## RECORDS FOR THE TASK:
(begin)
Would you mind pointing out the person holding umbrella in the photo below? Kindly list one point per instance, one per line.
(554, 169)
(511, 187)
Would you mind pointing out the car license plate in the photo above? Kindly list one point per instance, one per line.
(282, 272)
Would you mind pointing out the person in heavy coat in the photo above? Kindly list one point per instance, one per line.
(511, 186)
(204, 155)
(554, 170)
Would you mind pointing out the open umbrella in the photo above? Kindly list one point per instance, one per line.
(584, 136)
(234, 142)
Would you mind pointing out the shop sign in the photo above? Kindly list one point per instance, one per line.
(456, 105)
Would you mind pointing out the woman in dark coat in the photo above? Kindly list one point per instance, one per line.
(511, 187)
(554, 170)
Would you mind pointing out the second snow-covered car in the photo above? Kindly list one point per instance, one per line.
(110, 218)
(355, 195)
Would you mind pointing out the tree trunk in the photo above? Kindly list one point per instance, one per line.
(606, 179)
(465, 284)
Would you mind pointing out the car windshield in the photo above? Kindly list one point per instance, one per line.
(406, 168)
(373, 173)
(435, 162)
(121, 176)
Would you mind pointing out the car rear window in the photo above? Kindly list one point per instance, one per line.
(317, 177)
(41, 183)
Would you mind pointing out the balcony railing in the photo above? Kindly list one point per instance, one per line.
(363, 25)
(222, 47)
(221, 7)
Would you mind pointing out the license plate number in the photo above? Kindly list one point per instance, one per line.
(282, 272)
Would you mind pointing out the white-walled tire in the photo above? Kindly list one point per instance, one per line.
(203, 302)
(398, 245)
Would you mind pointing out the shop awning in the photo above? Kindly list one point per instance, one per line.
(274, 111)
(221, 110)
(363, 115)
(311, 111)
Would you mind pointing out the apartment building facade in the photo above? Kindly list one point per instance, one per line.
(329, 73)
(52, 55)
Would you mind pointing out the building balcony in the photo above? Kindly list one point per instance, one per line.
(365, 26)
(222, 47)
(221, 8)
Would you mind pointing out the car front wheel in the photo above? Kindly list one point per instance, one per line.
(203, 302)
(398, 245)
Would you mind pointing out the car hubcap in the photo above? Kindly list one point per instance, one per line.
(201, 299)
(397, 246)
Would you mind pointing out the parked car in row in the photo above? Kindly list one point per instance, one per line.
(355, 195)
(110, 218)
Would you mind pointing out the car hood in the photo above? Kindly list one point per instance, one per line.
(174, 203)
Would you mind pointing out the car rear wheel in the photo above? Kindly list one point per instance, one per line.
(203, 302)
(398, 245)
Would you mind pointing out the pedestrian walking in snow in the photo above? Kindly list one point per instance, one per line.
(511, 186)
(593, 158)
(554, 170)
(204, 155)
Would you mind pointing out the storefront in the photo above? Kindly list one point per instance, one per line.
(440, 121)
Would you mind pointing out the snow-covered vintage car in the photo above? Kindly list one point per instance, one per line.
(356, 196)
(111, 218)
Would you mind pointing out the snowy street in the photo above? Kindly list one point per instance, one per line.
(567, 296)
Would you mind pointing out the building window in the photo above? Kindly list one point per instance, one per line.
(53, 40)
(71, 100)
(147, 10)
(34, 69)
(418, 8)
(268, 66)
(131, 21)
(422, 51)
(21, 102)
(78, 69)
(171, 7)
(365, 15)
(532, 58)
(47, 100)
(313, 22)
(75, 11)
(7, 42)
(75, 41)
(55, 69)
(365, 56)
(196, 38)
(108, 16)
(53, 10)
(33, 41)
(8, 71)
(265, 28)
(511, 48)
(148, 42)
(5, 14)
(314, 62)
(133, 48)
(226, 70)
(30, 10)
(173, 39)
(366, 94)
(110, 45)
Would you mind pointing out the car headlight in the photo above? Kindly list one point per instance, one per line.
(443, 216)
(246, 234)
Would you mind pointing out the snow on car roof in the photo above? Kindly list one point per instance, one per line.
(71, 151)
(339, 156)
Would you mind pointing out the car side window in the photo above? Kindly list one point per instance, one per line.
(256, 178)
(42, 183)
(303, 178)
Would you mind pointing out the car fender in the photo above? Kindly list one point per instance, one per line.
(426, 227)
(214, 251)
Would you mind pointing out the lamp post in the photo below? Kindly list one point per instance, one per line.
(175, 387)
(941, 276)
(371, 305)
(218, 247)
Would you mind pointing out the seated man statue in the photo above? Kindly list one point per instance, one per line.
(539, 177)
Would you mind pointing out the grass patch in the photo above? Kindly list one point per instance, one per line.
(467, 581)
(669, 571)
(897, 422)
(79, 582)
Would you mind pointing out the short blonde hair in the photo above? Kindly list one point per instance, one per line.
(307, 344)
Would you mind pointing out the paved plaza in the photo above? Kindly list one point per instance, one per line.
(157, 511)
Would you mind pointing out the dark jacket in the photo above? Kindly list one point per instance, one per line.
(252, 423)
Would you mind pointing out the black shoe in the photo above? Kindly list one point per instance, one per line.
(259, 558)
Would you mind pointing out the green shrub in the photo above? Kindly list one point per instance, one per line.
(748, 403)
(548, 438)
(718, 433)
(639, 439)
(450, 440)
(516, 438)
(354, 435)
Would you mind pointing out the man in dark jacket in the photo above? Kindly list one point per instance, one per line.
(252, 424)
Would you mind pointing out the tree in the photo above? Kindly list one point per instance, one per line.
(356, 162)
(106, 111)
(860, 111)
(end)
## STATED PROBLEM:
Convert every one of the records above into a two-column CSV with the header row input,output. Give one row per record, with its text and its answer each in a single quoted field and every line break replaced by a space.

## SOLUTION TO THE PROBLEM:
input,output
"Would you mind pointing out the person holding umbrella in the photo below? Kindly list one point per instance, one per line.","(554, 169) (511, 187)"
"Would you mind pointing out the car license plate in the photo above? Kindly list one point per instance, one per line.","(282, 272)"
"Would you mind pointing out the person in heavy coat in the photo above? Kindly list one point per instance, one per line.","(511, 186) (204, 155) (554, 170)"
"Would you mind pointing out the open umbrella in the photo above? Kindly list one point per instance, one per line.","(584, 136) (234, 142)"
"Would you mind pointing out the shop sign in the photo above? Kindly list one point per instance, one per line.","(456, 105)"
"Would you mind pointing out the woman in dark coat in the photo above? Kindly list one point per instance, one per line.","(511, 187) (554, 170)"
"Would you mind pointing out the second snow-covered car in the photo above? Kindly list one point per instance, one per line.","(110, 218) (355, 195)"
"Would you mind pointing out the tree trunk in the photo above? Kindly list one point per instance, one per line.","(606, 179) (465, 284)"
"Would you mind pointing out the car windshield in the photo above? Kindly list one point per instance, one per line.","(406, 168) (373, 173) (435, 162) (121, 176)"
"Would you mind pointing out the car rear window in the photo above? Kindly list one point per instance, one per line.","(317, 177) (41, 183)"
"Would you mind pointing out the balcony railing in the photo above? Kindly list one point per instance, one per line.","(363, 25) (222, 47) (221, 7)"
"Would you mind pointing out the license plate number in the photo above? Kindly list one point per instance, one per line.","(282, 272)"
"Would you mind pointing out the white-walled tire in the photo above? Kindly list one point per instance, one per line.","(203, 302) (398, 245)"
"Would you mind pointing out the shop awning in the photo above? Kindly list one point per instance, one per line.","(274, 111) (221, 110) (363, 115) (311, 111)"
"Would you mind pointing out the apartment building facade in the photo above? Kindly list one point per instance, one per line.","(329, 73) (52, 55)"
"Would you mind pointing out the building balcony in the photo above? Kindly list one point per instance, one per line.","(365, 26) (222, 47) (221, 8)"
"Would you mind pointing out the car front wheel in the photo above? Kindly list one point per instance, one per line.","(203, 302) (398, 245)"
"Would you mind pointing out the car hubcap in the photo above? Kindly list one point per instance, one per line.","(201, 299) (397, 246)"
"Would you mind pointing out the parked car in row in the photo above? Kindly list one point per instance, one per line.","(355, 195) (110, 218)"
"Would you mind pointing out the car hood in the photo above? Kindly list one point per instance, one per line.","(174, 203)"
"Would you mind pointing out the car rear wheel in the photo above? Kindly list one point per instance, one per line.","(203, 302) (398, 245)"
"Would you mind pointing out the pedestrian walking in snow in the photo above? Kindly list one point per instance, one per line.","(511, 186) (593, 158) (554, 170) (204, 155)"
"Would you mind pointing out the storefront in the photo above? Kindly list one point per instance, one per line.","(440, 121)"
"Would you mind pointing out the snow-covered vintage car in the photo above? Kindly list one point per instance, one per line.","(356, 196) (111, 218)"
"Would you mind pointing out the snowy street in the photo above? Kindly list one point per instance, one per line.","(567, 296)"
"Would you mind pointing out the building window in the photo above? Kindly list one point per instance, one per line.","(53, 40) (71, 100) (147, 10) (34, 69) (418, 8) (268, 66) (131, 21) (422, 51) (21, 102) (78, 69) (171, 7) (365, 15) (532, 58) (47, 100) (313, 22) (75, 11) (7, 42) (75, 41) (55, 69) (365, 56) (196, 38) (108, 16) (53, 10) (33, 41) (8, 71) (265, 28) (511, 48) (148, 42) (5, 14) (314, 62) (133, 48) (226, 70) (30, 10) (173, 39) (366, 94) (110, 45)"
"Would you mind pointing out the car headlight in the photo above? Kindly list one point per instance, one per line.","(443, 216) (246, 234)"
"Would you mind pointing out the snow on car roof in the photo above? Kindly list one point per instance, one per line.","(71, 151) (339, 156)"
"Would you mind pointing out the car side window in the photo above? Kindly list one point per instance, one per line.","(256, 178) (42, 183) (303, 178)"
"Would you mind pointing out the car fender in the photo above? Kindly list one point per instance, one per line.","(426, 227) (214, 251)"
"Would you mind pointing out the lamp post in the photo below? Kindly list one point per instance, one per line.","(175, 387) (941, 276) (371, 305) (218, 247)"
"Would you mind pointing out the seated man statue in the photo above? Kindly list one point per instance, one per line.","(539, 177)"
"Would you mind pointing out the grass patch in the photo above? Kindly list one point per instance, one per line.","(467, 581) (669, 571) (897, 422) (79, 582)"
"Would you mind pointing out the short blonde hair in the photo above? Kindly list one point per instance, one per line.","(307, 344)"
"Would you mind pointing out the paved plaza in the photo above? Kindly list one point per instance, one per line.","(157, 511)"
"Would you mind pointing out the dark jacket in the photo above? Kindly list one point per instance, one per line.","(252, 423)"
"Would you mind pointing out the black shoe in the photo above? Kindly list one point per instance, one per line.","(259, 558)"
"Would you mind pointing out the green shrub in the photo above? Kindly list one point per instance, one per line.","(748, 403) (548, 438) (718, 433) (639, 439) (450, 440) (516, 438) (354, 435)"
"Would you mind pointing out the man in dark jacket in the photo above? Kindly list one point per instance, one per line.","(252, 424)"
"Would you mind pointing out the tree in the photo above? Kindly list one point per instance, one per line.","(356, 162) (106, 111) (860, 111)"